• [EXERCISE DESCRIPTION] Reproduce word for word the part of the post about the Node.js socket hang-up error starting at "at _combinedTickCallback (internal/process/next_tick.js:138:11)" and ending at "help me much.".

My customer is all of a sudden experiencing problems with a HTML scraper job made with Node.js. I have circled in on the cause, and found that it's located in the Request module. That made me write a small test application, which solely gets the HTML of the given URL via the Request module. Like this:
var request = require('request');
request('https://www.politi.dk/da/ompolitiet/jobipolitiet/ledige_stillinger/ledigestillinger', function(err, res, body){
if(err){
console.log(err);
} else {
console.log('statusCode:', res.statusCode);
console.log('statusMessage:', res.statusMessage);
}
});
The above example does not work though, as I am getting the following error when running the application:
{ Error: socket hang up
at TLSSocket.onHangUp (_tls_wrap.js:1137:19)
at Object.onceWrapper (events.js:313:30)
at emitNone (events.js:111:20)
at TLSSocket.emit (events.js:208:7)
at endReadableNT (_stream_readable.js:1064:12)
at _combinedTickCallback (internal/process/next_tick.js:138:11)
at process._tickCallback (internal/process/next_tick.js:180:9)
code: 'ECONNRESET',
path: null,
host: 'www.politi.dk',
port: 443,
localAddress: undefined }
However if I change the URL to any other URL it works and I get the following:
statusCode: 200
statusMessage: OK
I have tried passing other URL's on the politi.dk domain, which doesn't work either. Therefore I can conclude that there's a problem with this domain, when requesting pages via the Request module. The strange thing is just, that it worked up until recently. What can cause this problem? Can some changes in settings be made to the server of politi.dk, that is causing this now? I find it hard to find anything helpful on Google. I found the nodejs-what-does-socket-hang-up-actually-mean thread here on SO, which is the exact same problem. But the answers doesn't help me much.
Anyone?

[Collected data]
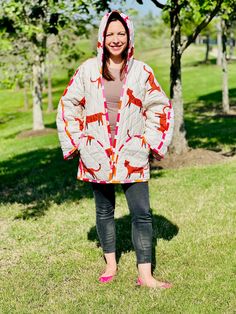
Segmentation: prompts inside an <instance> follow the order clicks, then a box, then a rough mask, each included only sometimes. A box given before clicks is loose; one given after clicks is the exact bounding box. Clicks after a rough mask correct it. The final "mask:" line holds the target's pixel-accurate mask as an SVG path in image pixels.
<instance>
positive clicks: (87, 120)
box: [85, 112, 105, 128]
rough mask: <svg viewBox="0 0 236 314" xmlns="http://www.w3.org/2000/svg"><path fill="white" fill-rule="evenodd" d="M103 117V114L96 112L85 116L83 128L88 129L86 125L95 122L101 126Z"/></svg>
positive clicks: (101, 113)
mask: <svg viewBox="0 0 236 314" xmlns="http://www.w3.org/2000/svg"><path fill="white" fill-rule="evenodd" d="M103 115H105V113H103V112H98V113H95V114H92V115H89V116H86V118H85V126H86V128H88V124H89V123H92V122H96V121H98V125H99V126H100V124H102V125H103V120H102V116H103Z"/></svg>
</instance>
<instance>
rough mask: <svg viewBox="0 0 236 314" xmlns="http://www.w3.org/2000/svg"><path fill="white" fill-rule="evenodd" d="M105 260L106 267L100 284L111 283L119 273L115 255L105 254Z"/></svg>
mask: <svg viewBox="0 0 236 314" xmlns="http://www.w3.org/2000/svg"><path fill="white" fill-rule="evenodd" d="M104 259H105V261H106V267H105V270H104V272H103V273H102V275H101V277H100V278H99V281H100V282H108V281H111V280H112V279H113V277H114V276H115V275H116V272H117V263H116V257H115V253H106V254H104Z"/></svg>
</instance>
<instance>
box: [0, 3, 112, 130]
mask: <svg viewBox="0 0 236 314" xmlns="http://www.w3.org/2000/svg"><path fill="white" fill-rule="evenodd" d="M91 5H93V6H94V8H96V10H97V11H100V10H102V9H104V8H105V7H106V6H105V4H104V1H98V0H96V1H92V0H90V1H86V2H85V1H83V0H61V1H58V0H23V1H15V0H8V1H4V0H0V6H1V12H0V30H1V31H2V34H4V35H5V36H6V37H7V38H9V39H10V40H12V41H13V40H14V41H17V40H21V39H24V40H25V41H26V42H27V43H28V47H29V48H28V49H29V51H31V56H33V60H32V72H33V91H32V94H33V129H34V130H40V129H43V128H44V123H43V115H42V84H43V75H44V68H45V58H46V54H47V38H48V36H49V35H50V34H55V35H57V34H58V33H59V31H60V30H61V29H63V28H64V27H66V26H67V25H70V26H71V27H72V28H73V27H74V29H76V32H77V34H81V33H83V32H84V31H85V29H86V26H87V23H88V22H89V21H90V20H91V14H90V15H89V7H90V6H91ZM93 14H94V13H93Z"/></svg>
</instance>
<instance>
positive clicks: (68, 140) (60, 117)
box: [56, 66, 85, 159]
mask: <svg viewBox="0 0 236 314" xmlns="http://www.w3.org/2000/svg"><path fill="white" fill-rule="evenodd" d="M84 105H85V97H84V83H83V67H82V66H80V67H79V68H78V69H77V70H76V72H75V74H74V75H73V77H72V78H71V80H70V82H69V84H68V86H67V88H66V89H65V91H64V93H63V95H62V97H61V99H60V101H59V105H58V110H57V120H56V122H57V130H58V136H59V140H60V144H61V148H62V151H63V156H64V159H70V158H73V156H75V151H76V150H78V147H79V138H80V136H81V134H82V131H83V117H84Z"/></svg>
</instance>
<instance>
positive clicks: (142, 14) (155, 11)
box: [114, 0, 166, 15]
mask: <svg viewBox="0 0 236 314" xmlns="http://www.w3.org/2000/svg"><path fill="white" fill-rule="evenodd" d="M126 2H127V8H132V9H135V10H137V11H138V12H139V13H140V15H145V14H147V13H148V12H149V11H151V12H152V14H153V15H159V14H160V12H161V10H160V9H159V8H157V7H156V6H155V4H154V3H153V2H152V1H151V0H143V4H142V5H140V4H138V3H137V1H136V0H126ZM160 2H161V3H163V4H164V3H165V2H166V1H165V0H161V1H160ZM114 9H116V7H115V6H114ZM124 13H125V10H124Z"/></svg>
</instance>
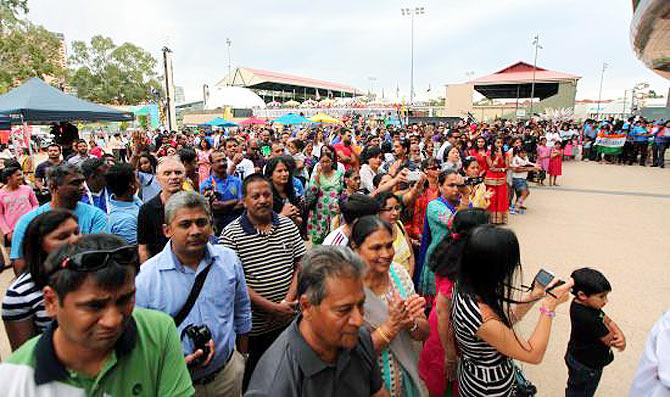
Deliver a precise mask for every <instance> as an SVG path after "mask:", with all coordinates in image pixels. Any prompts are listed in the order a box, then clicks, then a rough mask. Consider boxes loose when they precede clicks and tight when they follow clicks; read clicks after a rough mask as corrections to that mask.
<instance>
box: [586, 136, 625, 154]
mask: <svg viewBox="0 0 670 397" xmlns="http://www.w3.org/2000/svg"><path fill="white" fill-rule="evenodd" d="M625 143H626V134H610V135H605V134H602V133H600V134H598V137H597V138H596V142H595V144H594V145H595V146H596V150H597V151H598V153H604V154H619V153H621V151H622V150H623V145H624V144H625Z"/></svg>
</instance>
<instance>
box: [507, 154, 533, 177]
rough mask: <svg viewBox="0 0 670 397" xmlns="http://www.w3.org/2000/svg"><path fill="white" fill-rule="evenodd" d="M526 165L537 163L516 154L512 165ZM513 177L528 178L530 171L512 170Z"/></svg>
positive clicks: (524, 165)
mask: <svg viewBox="0 0 670 397" xmlns="http://www.w3.org/2000/svg"><path fill="white" fill-rule="evenodd" d="M526 165H530V166H534V165H535V164H533V163H531V162H530V161H529V160H524V159H522V158H521V157H519V156H514V158H513V159H512V167H523V166H526ZM512 178H520V179H528V171H526V172H514V171H512Z"/></svg>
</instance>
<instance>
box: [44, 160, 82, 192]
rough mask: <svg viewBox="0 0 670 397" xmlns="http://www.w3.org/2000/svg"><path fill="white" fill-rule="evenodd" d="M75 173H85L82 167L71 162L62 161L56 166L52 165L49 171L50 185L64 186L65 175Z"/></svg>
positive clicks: (79, 173)
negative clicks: (83, 172) (81, 168)
mask: <svg viewBox="0 0 670 397" xmlns="http://www.w3.org/2000/svg"><path fill="white" fill-rule="evenodd" d="M74 174H82V175H84V174H83V172H82V171H81V168H79V167H78V166H76V165H74V164H70V163H62V164H59V165H57V166H55V167H51V168H49V172H48V174H47V176H48V178H49V185H51V186H62V185H63V183H65V177H66V176H68V175H74Z"/></svg>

• [ANSWER SECTION]
at _combinedTickCallback (internal/process/next_tick.js:138:11)
at process._tickCallback (internal/process/next_tick.js:180:9)
code: 'ECONNRESET',
path: null,
host: 'www.politi.dk',
port: 443,
localAddress: undefined }
However if I change the URL to any other URL it works and I get the following:
statusCode: 200
statusMessage: OK
I have tried passing other URL's on the politi.dk domain, which doesn't work either. Therefore I can conclude that there's a problem with this domain, when requesting pages via the Request module. The strange thing is just, that it worked up until recently. What can cause this problem? Can some changes in settings be made to the server of politi.dk, that is causing this now? I find it hard to find anything helpful on Google. I found the nodejs-what-does-socket-hang-up-actually-mean thread here on SO, which is the exact same problem. But the answers doesn't help me much.